- _Supplied text_:
* * * *
Ruby Red, by Kerstin Gier
Book Description: Sixteen-year-old Gwen lives with her extended – and rather eccentric – family in an exclusive London neighbourhood. In spite of her ancestors’ peculiar history, she’s had a relatively normal life so far. The time-traveling gene that runs like a secret thread through the female half of the family is supposed to have skipped over Gwen, so she hasn’t been introduced to “the mysteries,” and can spend her time hanging out with her best friend, Lesley, watching movies and talking about boys. It comes as an unwelcome surprise then when she starts taking sudden, uncontrolled leaps into the past.
She’s totally unprepared for time travel, not to mention all that comes with it: fancy clothes, archaic manners, a mysterious secret society, and Gideon, her time-traveling counterpart. He’s obnoxious, a know-it-all, and possibly the best-looking guy she’s seen in any century …
My review: For a book that is very much a young adult (and by that I mean I don’t believe it would have wide-spread appeal to an adult audience), I was surprised how much I enjoyed Ruby Red. I was expecting “just another YA book,” with supernatural yadda yadda and boys blah blah. And while it did have that, I found the writing was very entertaining. It had a fantastic flow that just pulled you in. The original book was written in German, but the translation contained a lot of “Britishisms” that made me happy.
* * * *
- _Dataset excerpt_:
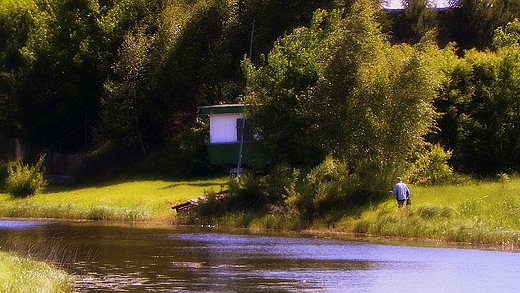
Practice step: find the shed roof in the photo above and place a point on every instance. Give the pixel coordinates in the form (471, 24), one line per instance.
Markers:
(221, 109)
* * * *
- _Assigned task 1_: Say whether each statement agrees with the Ruby Red review, answering yes or no and quoting the deciding words: (a) Gwen is sixteen years old. (b) The time-traveling gene runs through the male half of Gwen's family. (c) The original book was written in French.
- _Assigned task 2_: From the Ruby Red review, copy out the part that opens with the words containing "She’s totally unprepared" and closes with "made me happy.".
The data has nothing to do with the Ruby Red review.

- _Written response 1_:
(a) Yes: "Sixteen-year-old Gwen lives with her extended – and rather eccentric – family"
(b) No: "runs like a secret thread through the female half of the family"
(c) No: "The original book was written in German"

- _Written response 2_:
She’s totally unprepared for time travel, not to mention all that comes with it: fancy clothes, archaic manners, a mysterious secret society, and Gideon, her time-traveling counterpart. He’s obnoxious, a know-it-all, and possibly the best-looking guy she’s seen in any century …
My review: For a book that is very much a young adult (and by that I mean I don’t believe it would have wide-spread appeal to an adult audience), I was surprised how much I enjoyed Ruby Red. I was expecting “just another YA book,” with supernatural yadda yadda and boys blah blah. And while it did have that, I found the writing was very entertaining. It had a fantastic flow that just pulled you in. The original book was written in German, but the translation contained a lot of “Britishisms” that made me happy.